AIM OF THE EXERCISE:
Copy out all lines from the material that contain the string "below".

DATASET CONTENT:
--

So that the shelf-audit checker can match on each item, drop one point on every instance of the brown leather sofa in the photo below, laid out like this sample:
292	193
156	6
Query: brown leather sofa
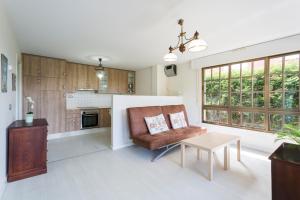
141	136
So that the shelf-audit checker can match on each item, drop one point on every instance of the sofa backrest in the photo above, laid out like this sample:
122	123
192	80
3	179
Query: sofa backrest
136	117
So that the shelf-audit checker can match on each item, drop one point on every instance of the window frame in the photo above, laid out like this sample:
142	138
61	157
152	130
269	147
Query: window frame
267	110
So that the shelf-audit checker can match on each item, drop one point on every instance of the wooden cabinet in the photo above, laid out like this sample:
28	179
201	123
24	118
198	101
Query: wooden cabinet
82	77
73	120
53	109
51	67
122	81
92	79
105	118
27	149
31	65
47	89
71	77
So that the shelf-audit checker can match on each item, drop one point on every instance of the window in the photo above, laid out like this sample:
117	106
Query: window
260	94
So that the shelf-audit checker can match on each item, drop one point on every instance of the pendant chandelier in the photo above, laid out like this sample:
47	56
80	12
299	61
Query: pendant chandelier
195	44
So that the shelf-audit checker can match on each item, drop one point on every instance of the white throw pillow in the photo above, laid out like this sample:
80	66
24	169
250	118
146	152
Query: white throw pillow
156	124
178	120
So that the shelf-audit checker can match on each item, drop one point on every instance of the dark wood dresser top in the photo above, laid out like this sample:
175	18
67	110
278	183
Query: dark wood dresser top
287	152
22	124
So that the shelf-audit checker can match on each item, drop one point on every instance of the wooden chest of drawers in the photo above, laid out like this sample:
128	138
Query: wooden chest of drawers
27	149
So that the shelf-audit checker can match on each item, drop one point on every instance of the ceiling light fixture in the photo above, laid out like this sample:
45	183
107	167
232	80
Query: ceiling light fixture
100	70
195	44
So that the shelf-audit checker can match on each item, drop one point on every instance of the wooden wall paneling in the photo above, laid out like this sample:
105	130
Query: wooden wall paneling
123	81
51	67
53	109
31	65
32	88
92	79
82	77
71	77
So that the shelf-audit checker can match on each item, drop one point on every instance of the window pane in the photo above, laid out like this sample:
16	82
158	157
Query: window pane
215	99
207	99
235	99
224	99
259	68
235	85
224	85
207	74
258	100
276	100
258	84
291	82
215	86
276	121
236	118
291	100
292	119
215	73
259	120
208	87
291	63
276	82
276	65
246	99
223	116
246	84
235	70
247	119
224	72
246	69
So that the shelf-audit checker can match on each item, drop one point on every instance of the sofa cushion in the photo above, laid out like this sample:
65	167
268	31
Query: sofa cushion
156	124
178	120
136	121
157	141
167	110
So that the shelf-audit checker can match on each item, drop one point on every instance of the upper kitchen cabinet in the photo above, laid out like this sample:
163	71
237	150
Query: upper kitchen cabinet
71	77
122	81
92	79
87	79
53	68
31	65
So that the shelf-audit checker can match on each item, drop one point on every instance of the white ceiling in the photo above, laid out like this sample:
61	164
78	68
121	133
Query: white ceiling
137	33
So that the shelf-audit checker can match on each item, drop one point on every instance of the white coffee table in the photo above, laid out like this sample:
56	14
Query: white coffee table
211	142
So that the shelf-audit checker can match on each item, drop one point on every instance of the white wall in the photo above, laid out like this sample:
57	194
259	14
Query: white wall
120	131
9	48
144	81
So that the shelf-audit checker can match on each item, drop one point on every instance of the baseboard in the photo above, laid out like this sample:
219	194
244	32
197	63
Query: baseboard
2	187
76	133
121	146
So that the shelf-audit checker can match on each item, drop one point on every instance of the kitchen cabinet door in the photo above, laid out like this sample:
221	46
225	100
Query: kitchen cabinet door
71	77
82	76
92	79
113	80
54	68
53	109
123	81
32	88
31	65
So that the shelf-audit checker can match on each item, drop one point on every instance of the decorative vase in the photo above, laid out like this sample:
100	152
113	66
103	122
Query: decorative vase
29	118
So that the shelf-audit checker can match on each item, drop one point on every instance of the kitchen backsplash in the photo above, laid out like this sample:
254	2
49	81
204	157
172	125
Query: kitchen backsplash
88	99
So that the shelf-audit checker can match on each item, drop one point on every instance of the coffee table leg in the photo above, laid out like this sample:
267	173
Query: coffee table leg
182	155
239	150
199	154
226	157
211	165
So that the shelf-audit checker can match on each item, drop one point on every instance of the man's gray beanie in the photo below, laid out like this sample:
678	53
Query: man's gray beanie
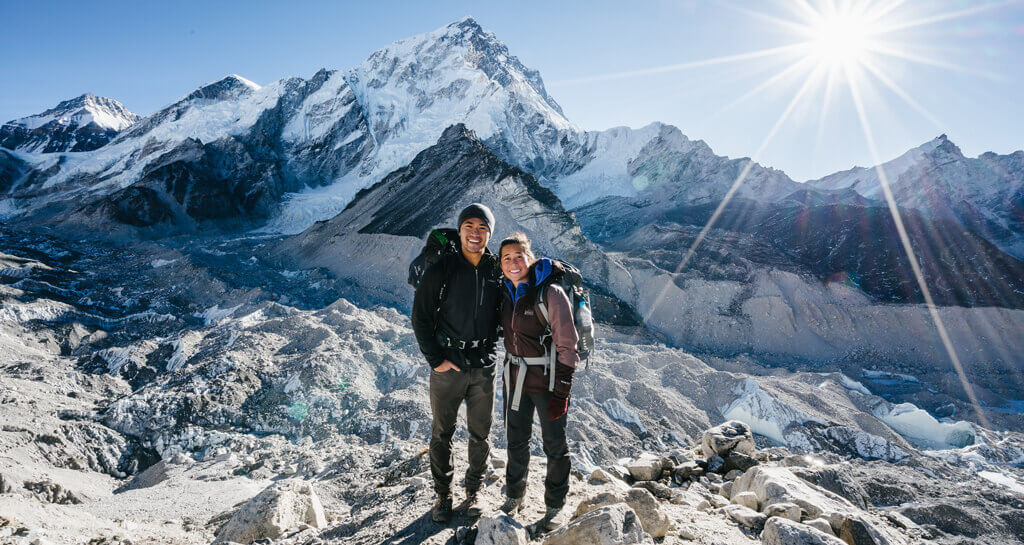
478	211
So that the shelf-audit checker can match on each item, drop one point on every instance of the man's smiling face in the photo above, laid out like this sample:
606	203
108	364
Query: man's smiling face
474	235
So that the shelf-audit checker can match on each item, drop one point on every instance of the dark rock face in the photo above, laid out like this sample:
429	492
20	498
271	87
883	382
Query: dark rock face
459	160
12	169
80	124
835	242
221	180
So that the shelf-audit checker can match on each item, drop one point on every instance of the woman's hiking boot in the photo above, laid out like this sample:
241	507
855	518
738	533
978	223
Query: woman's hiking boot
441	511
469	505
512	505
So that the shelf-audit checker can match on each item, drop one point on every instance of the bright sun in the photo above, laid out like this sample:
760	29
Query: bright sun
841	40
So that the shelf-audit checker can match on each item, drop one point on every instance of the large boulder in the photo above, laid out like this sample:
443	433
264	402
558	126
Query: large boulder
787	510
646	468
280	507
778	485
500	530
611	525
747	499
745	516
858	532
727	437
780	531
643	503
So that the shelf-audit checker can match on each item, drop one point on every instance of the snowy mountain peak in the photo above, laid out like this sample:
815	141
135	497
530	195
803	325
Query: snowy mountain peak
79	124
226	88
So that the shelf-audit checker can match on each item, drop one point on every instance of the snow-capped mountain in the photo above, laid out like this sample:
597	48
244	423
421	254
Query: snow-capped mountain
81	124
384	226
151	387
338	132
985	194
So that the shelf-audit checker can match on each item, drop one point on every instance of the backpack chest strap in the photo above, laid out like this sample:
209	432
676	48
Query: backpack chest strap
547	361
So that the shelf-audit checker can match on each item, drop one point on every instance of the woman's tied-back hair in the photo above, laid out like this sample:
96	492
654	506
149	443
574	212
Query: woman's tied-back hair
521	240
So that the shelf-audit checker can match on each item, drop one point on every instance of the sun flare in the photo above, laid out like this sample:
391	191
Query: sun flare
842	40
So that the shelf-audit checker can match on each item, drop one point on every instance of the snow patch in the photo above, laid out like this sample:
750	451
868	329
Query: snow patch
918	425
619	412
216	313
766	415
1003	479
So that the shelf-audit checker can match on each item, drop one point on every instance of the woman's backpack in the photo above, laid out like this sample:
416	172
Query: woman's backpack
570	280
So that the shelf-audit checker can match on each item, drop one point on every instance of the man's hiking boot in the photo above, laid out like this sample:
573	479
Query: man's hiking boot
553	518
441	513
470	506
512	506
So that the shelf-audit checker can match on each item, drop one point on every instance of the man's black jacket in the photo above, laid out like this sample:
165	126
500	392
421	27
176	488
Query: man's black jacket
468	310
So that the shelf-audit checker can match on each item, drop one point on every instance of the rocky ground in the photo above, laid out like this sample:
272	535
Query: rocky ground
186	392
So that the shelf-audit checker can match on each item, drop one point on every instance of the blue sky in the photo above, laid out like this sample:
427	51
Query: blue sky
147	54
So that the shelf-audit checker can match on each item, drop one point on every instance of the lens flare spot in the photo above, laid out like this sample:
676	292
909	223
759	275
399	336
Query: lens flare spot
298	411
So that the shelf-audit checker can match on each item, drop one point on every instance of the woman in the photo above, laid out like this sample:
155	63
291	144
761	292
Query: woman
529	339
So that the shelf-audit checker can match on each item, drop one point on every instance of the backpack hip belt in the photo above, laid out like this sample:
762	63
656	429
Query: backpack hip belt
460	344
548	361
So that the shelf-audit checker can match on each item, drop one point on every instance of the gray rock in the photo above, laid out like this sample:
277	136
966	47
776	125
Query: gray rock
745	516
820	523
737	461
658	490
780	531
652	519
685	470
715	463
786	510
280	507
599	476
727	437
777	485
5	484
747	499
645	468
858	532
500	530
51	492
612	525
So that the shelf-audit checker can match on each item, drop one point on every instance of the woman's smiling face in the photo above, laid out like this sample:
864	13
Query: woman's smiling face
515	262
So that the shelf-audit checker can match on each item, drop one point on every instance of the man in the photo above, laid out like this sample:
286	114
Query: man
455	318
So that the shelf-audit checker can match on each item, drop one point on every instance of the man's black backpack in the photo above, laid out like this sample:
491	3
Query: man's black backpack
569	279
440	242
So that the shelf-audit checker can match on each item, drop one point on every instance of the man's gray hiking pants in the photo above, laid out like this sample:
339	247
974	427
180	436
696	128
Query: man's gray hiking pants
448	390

--

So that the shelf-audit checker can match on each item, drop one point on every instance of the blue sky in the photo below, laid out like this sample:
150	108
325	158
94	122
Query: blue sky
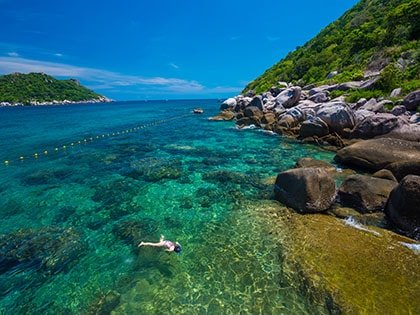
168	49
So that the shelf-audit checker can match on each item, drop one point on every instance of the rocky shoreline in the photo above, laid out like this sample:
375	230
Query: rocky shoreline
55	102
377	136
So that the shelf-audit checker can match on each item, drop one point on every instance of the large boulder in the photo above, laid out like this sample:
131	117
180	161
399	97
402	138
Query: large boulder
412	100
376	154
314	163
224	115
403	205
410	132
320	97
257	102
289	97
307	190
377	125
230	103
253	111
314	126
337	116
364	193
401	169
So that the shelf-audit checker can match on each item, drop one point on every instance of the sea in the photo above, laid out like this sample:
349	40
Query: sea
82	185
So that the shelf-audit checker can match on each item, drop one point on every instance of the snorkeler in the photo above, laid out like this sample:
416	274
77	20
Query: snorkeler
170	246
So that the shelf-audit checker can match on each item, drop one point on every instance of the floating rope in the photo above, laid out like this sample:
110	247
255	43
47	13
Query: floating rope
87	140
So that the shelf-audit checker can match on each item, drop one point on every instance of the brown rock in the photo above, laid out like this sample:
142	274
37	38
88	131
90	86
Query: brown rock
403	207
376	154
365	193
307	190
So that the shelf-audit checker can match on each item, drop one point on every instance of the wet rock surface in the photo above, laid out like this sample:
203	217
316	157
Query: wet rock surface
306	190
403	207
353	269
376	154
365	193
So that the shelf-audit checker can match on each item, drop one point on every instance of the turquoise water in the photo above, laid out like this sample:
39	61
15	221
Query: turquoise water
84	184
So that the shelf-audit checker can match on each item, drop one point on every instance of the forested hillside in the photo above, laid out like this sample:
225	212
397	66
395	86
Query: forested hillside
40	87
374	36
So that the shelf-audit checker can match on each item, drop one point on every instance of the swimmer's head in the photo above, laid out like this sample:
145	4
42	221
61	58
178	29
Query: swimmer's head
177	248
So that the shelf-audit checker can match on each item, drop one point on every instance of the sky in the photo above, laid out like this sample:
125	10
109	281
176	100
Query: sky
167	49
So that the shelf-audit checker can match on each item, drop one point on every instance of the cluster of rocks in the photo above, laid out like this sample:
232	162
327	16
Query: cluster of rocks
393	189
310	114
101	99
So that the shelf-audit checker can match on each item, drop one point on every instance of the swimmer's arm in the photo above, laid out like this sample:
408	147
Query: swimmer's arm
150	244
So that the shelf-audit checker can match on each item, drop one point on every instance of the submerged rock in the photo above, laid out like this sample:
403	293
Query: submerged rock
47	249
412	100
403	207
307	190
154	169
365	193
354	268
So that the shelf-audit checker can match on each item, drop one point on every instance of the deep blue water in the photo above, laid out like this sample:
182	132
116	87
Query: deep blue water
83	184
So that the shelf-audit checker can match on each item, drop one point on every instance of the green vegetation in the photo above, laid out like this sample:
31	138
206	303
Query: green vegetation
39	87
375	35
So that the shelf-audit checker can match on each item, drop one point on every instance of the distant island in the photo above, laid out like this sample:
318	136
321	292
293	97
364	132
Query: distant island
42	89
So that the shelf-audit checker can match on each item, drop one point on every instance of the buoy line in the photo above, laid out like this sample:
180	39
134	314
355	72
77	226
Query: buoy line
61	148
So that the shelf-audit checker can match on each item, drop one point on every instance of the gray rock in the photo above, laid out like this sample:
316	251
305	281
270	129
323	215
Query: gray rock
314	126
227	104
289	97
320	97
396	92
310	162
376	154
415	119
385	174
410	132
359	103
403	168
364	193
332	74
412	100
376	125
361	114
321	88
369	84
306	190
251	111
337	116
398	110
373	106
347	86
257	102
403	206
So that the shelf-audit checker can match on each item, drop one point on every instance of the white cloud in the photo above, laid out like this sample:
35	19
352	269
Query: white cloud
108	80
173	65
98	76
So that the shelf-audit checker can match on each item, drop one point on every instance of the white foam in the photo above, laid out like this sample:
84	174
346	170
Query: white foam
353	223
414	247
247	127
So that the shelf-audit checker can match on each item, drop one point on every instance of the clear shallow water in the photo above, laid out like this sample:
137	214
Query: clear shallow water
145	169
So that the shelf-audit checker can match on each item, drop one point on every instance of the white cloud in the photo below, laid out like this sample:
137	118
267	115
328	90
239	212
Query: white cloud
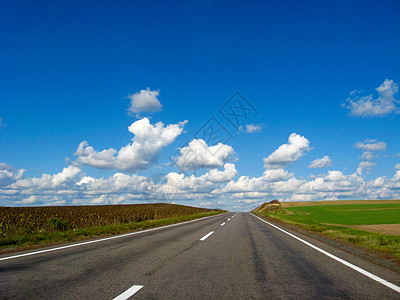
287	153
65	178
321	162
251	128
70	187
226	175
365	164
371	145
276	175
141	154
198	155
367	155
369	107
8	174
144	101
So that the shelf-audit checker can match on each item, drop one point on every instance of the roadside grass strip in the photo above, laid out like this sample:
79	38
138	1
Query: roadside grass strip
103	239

--

TASK RESPONSE:
So that the shelf-audit checker can match on each item, drop one point on every instance of the brown leather sofa in the photo below, laid out like this sample:
So that the shelf-audit checker can match on each item, drop one point on every instance of the man's gray beanie in the photo below, laid out like this sample:
So that the shelf-audit checker can match on each item, drop one point on every instance of the blue sky in the photo below, laid out like this sample:
So that the shelf-audit checker can match on each item, drop one point on every instance of the white cloud in the photo below, laid out like this sample:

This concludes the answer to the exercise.